--- EXCERPTED PASSAGE ---

Setting Up Classroom AI Policy

I’m updating how I facilitate creating a classroom AI policy with my 6th grade Math and Science students. Things have changed since I first wrote about this process.

I start with the following slideshow presented with Pear Deck so that all students can interact with the interactive slides. Slides 12 through 21 were taken and adapted from Prodigy Learning’s Minecraft Education AI Ready Skills series. The rest were made by me but some show tools that I found elsewhere and did not create myself. I have been using and re-purposing ideas and items created by others long before AI came into the picture, so this is not new and not an AI thing. AI is another tool that I can get ideas and ready-made materials from.

When we get to slide 23 students look at the following timeline of AI use from fully AI with little to no thinking at the top all the way to zero technology and fully human at the bottom. Students have a green thumbs up and a red thumbs down. In their small groups they discuss each scenario and decide where the cutoff should be by putting their thumbs down on the scenario is too much AI and not enough human and the thumbs up on the scenario that will work for students learning in a classroom.

Gonzalez class AI policy timeline image.

Once students finalize their choices, I go over with the whole class, hearing from students, and guiding them through determining which scenarios are not just okay for classroom use but conducive to learning and thinking critically – using your brain and engaging in productive struggle (keeping the cognitive demand on the human). Here’s a photo of the results from one class and my notes on the whiteboard from our discussion:

Whiteboard of Class AI Policy discussion.

I keep reminding my students that the AI should always be sandwiched between the human (H-AI-H taken from the WA State AI Policy for schools). AI use starts with the human, for us it could be a problem we need to solve or a project we are working on. The human can consult or use AI to augment their skills and knowledge or as a tutor to learn more or understand the concepts. Research is another way we can use AI to help during a project as well as a thought partner to bounce ideas off of and even get more ideas. Then we end with the human especially to verify information provided by the AI, checking for possible hallucinations and biases, and making the end product our own.

Here are the results from both classes, which ended up pretty similar:

6G Class Policy
My morning class and homeroom, 6G.
6B Class Policy
My afternoon class, 6B.

In both classes, many students thought it okay to them write a draft, AI write a draft and then the student takes the best AI ideas to their draft. I pushed back on that with one question, “what if the AI’s draft is considerably better than the student’s draft?” In both classes students thought about it and agreed that it’s too tempting in that position to use most if not all of the AI generated draft. I shared with students that I’ve seen some students write a brief and loosely organized draft needing AI to make it better, thereby doing very little of the heavy lifting. That is exactly what we need to avoid when learning and when working at being better thinkers and using writing to organize our thoughts and communicate them clearly.

--- ENTRIES SUPPLIED ---

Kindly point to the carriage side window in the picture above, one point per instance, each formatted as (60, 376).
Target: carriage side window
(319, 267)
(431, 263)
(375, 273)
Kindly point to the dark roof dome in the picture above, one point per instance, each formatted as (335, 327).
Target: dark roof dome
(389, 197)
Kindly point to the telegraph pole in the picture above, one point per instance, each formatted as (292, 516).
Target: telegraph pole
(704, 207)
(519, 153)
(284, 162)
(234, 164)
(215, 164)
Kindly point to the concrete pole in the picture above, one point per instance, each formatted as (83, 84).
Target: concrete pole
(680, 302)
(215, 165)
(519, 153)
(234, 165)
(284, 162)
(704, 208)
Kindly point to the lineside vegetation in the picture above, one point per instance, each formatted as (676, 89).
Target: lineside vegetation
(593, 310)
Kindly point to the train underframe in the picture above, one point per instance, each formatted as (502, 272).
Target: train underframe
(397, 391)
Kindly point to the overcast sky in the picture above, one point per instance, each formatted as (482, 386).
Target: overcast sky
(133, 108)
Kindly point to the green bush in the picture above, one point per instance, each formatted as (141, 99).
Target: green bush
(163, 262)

---

**TASK OBJECTIVE**: In the post on setting up a classroom AI policy, which slides were adapted from Prodigy Learning's Minecraft Education AI Ready Skills series?

**SOLUTION**: Slides 12 through 21.